<<<<
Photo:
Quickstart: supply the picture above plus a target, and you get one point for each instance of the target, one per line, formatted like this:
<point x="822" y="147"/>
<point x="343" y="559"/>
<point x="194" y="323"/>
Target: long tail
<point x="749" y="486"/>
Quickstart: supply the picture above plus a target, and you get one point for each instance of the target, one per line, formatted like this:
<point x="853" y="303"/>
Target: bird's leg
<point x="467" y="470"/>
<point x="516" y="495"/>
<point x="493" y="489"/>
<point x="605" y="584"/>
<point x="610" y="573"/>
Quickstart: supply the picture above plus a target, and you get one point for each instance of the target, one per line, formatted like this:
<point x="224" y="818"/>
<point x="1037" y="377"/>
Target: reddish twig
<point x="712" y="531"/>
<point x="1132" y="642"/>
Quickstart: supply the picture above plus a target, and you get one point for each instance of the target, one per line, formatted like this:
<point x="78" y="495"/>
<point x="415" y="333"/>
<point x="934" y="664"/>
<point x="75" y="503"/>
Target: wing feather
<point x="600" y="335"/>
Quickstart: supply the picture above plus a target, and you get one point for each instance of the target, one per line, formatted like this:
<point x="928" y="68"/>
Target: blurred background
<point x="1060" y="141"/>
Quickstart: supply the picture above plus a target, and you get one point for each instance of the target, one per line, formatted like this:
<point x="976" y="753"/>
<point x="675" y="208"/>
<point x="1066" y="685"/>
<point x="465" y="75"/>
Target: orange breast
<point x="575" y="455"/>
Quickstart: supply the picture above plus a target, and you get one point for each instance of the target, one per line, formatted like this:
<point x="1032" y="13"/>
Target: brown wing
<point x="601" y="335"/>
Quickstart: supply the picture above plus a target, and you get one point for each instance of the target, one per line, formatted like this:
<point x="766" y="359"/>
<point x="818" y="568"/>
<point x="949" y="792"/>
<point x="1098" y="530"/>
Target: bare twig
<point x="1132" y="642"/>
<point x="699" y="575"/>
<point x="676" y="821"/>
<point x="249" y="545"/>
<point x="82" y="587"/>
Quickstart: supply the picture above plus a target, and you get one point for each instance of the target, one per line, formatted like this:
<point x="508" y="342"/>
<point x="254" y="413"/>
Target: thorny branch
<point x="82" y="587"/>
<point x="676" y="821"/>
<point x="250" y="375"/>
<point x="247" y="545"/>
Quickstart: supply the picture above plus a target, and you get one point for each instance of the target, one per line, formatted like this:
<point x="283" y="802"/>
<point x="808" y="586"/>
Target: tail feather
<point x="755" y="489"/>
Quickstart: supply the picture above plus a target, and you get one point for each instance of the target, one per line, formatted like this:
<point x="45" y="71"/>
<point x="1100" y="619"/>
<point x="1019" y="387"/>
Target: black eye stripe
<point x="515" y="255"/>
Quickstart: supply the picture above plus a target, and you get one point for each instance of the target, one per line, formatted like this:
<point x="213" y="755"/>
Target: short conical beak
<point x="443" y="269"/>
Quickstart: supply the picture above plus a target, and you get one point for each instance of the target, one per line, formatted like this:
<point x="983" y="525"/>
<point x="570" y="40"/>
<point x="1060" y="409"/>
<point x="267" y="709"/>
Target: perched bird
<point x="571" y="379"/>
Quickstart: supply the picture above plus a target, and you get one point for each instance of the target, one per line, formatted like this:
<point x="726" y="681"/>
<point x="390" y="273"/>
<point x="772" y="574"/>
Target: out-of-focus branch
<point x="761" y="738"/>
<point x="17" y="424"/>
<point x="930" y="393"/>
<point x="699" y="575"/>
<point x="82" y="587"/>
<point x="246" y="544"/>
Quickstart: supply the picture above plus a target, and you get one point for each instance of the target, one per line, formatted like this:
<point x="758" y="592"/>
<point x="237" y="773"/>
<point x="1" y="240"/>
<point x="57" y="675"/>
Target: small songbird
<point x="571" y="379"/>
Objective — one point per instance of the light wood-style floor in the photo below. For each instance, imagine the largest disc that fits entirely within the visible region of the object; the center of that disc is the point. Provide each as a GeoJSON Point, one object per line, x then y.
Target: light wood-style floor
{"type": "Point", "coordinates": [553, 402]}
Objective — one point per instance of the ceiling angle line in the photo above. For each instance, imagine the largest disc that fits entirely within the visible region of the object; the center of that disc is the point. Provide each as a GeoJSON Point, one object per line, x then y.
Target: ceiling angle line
>>>>
Stated problem ▸
Rewrite all of the records above as a Markdown table with two columns, "Number" and "Entry." Give each line its own row with its sequence number, and leave out blank lines.

Complete response ▸
| Number | Entry |
|---|---|
| 1 | Photo: |
| 2 | Quickstart: supply the picture above plus a target, and you get one point for each instance of the target, one per line, formatted like this: |
| 3 | <point x="822" y="147"/> |
| 4 | <point x="343" y="559"/> |
| 5 | <point x="194" y="323"/> |
| 6 | Target: long tail |
| 7 | <point x="749" y="486"/> |
| 8 | Quickstart: supply the picture above plus a target, and you get one point for each instance of the target, one per line, formatted like this: |
| 9 | <point x="853" y="303"/> |
| 10 | Target: bird's leg |
| 11 | <point x="467" y="470"/> |
| 12 | <point x="516" y="495"/> |
| 13 | <point x="493" y="489"/> |
| 14 | <point x="605" y="584"/> |
| 15 | <point x="610" y="573"/> |
| 16 | Quickstart: supply the picture above plus a target, and you get one point for each instance of the target, one per line, formatted like this: |
| 17 | <point x="224" y="818"/> |
| 18 | <point x="1037" y="377"/> |
| 19 | Target: reddish twig |
| 20 | <point x="712" y="531"/> |
| 21 | <point x="1132" y="642"/> |
| 22 | Quickstart: supply the picture above plus a target, and you get one point for each instance of the target, one per line, formatted like this: |
| 23 | <point x="78" y="495"/> |
| 24 | <point x="415" y="333"/> |
| 25 | <point x="934" y="664"/> |
| 26 | <point x="75" y="503"/> |
| 27 | Target: wing feather |
| 28 | <point x="600" y="335"/> |
| 29 | Quickstart: supply the picture above plus a target, and you get one point for each instance of the target, one per line, formatted like this: |
| 30 | <point x="928" y="68"/> |
| 31 | Target: blurred background |
| 32 | <point x="1060" y="141"/> |
| 33 | Quickstart: supply the picture above plus a target, and you get one point for each instance of the target, one per line, formatted like this: |
| 34 | <point x="976" y="753"/> |
| 35 | <point x="675" y="208"/> |
| 36 | <point x="1066" y="685"/> |
| 37 | <point x="465" y="75"/> |
| 38 | Target: orange breast |
| 39 | <point x="575" y="455"/> |
| 40 | Quickstart: supply the picture above plus a target, and you get one point for each instance of the target, one per line, formatted like this: |
| 41 | <point x="1032" y="13"/> |
| 42 | Target: brown wing |
| 43 | <point x="601" y="335"/> |
| 44 | Quickstart: supply the picture above plus a target, and you get one point for each instance of the target, one per line, formatted like this: |
| 45 | <point x="766" y="359"/> |
| 46 | <point x="818" y="568"/> |
| 47 | <point x="949" y="792"/> |
| 48 | <point x="1098" y="530"/> |
| 49 | Target: bare twig |
| 50 | <point x="1132" y="642"/> |
| 51 | <point x="699" y="575"/> |
| 52 | <point x="676" y="821"/> |
| 53 | <point x="249" y="545"/> |
| 54 | <point x="82" y="587"/> |
| 55 | Quickstart: supply the picture above plus a target, and you get one point for each instance of the target, one per line, formatted like this: |
| 56 | <point x="508" y="342"/> |
| 57 | <point x="254" y="413"/> |
| 58 | Target: thorny branch |
| 59 | <point x="82" y="587"/> |
| 60 | <point x="676" y="821"/> |
| 61 | <point x="250" y="375"/> |
| 62 | <point x="247" y="545"/> |
| 63 | Quickstart: supply the picture above plus a target, and you get one point for each instance of the target, one per line, formatted like this: |
| 64 | <point x="283" y="802"/> |
| 65 | <point x="808" y="586"/> |
| 66 | Target: tail feather |
| 67 | <point x="755" y="489"/> |
| 68 | Quickstart: supply the picture above plus a target, and you get one point for each instance of the target, one per line, formatted like this: |
| 69 | <point x="45" y="71"/> |
| 70 | <point x="1100" y="619"/> |
| 71 | <point x="1019" y="387"/> |
| 72 | Target: black eye stripe |
| 73 | <point x="515" y="255"/> |
| 74 | Quickstart: supply the picture above plus a target, and you get one point for each instance of the target, one per line, formatted like this: |
| 75 | <point x="213" y="755"/> |
| 76 | Target: short conical beak |
| 77 | <point x="443" y="269"/> |
| 78 | Quickstart: supply the picture above plus a target, and you get one point for each instance of the target, one per line, formatted like this: |
| 79 | <point x="983" y="525"/> |
| 80 | <point x="570" y="40"/> |
| 81 | <point x="1060" y="409"/> |
| 82 | <point x="267" y="709"/> |
| 83 | Target: perched bird |
| 84 | <point x="571" y="379"/> |
| 85 | Quickstart: supply the picture above plus a target, and you get one point for each instance of the target, one per line, formatted like this: |
| 86 | <point x="726" y="681"/> |
| 87 | <point x="390" y="273"/> |
| 88 | <point x="772" y="574"/> |
| 89 | Target: out-of-focus branch |
| 90 | <point x="761" y="738"/> |
| 91 | <point x="17" y="424"/> |
| 92 | <point x="930" y="393"/> |
| 93 | <point x="699" y="575"/> |
| 94 | <point x="82" y="587"/> |
| 95 | <point x="246" y="544"/> |
| 96 | Quickstart: supply the picture above plus a target, and you get one point for each instance of the target, one per line, formatted like this: |
| 97 | <point x="758" y="592"/> |
| 98 | <point x="237" y="773"/> |
| 99 | <point x="1" y="240"/> |
| 100 | <point x="57" y="675"/> |
| 101 | Target: small songbird |
| 102 | <point x="571" y="379"/> |
| 103 | Objective — one point per instance of the light wood-style floor in the photo below. For each instance, imagine the largest disc that fits entirely within the visible region of the object; the center of that disc is the point. Provide each as a GeoJSON Point, one object per line, x then y. |
| 104 | Target: light wood-style floor |
| 105 | {"type": "Point", "coordinates": [553, 402]} |
| 106 | Objective — one point per instance of the ceiling angle line in the photo above. For each instance, imagine the largest disc that fits entirely within the visible region of the object; the center of that disc is the point. Provide each as a GeoJSON Point, one object per line, x then y. |
| 107 | Target: ceiling angle line |